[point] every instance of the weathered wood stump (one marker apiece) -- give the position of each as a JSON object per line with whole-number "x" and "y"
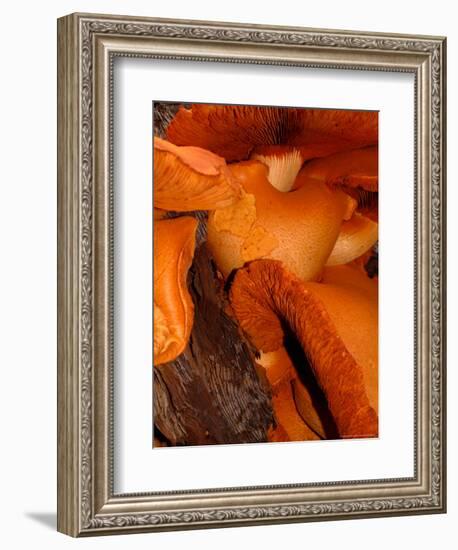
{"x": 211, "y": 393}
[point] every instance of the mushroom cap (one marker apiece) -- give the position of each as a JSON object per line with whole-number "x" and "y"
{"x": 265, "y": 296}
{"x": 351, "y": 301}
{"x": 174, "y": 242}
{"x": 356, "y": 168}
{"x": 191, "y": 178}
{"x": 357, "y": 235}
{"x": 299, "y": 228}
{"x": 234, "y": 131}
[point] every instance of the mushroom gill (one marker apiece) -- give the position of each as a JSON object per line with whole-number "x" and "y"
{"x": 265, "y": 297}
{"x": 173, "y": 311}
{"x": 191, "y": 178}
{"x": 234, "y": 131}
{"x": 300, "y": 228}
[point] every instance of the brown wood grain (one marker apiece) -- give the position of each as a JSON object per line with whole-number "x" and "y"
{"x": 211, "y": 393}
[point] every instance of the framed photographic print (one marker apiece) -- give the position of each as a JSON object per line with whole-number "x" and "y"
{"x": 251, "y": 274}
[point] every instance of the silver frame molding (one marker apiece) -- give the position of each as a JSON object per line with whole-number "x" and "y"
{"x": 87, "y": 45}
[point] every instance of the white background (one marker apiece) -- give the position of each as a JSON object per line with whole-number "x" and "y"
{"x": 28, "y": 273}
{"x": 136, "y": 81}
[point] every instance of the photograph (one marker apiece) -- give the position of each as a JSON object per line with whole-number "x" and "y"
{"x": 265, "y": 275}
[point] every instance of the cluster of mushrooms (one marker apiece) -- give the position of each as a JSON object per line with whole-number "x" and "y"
- - -
## Task to complete
Copy the rows again, starting at the line that contains "[point] every instance of the white" and ending with the last of the rows, with both ends included and the requests left unchanged. Increase every x and y coordinate in the answers by 85.

## Solution below
[point] every instance of the white background (one marker apiece) -- give the position of each as a JSON object per line with whole-number "x" and "y"
{"x": 113, "y": 358}
{"x": 221, "y": 166}
[point] every instance of the photograph (one marker apiece) -- give the position of each as a JSON object per line with whole-number "x" and "y"
{"x": 350, "y": 360}
[point] every instance of the cluster of mushrooms (one marker apiece) -- give the position of each as a JSON object per line with whole-number "x" and "y"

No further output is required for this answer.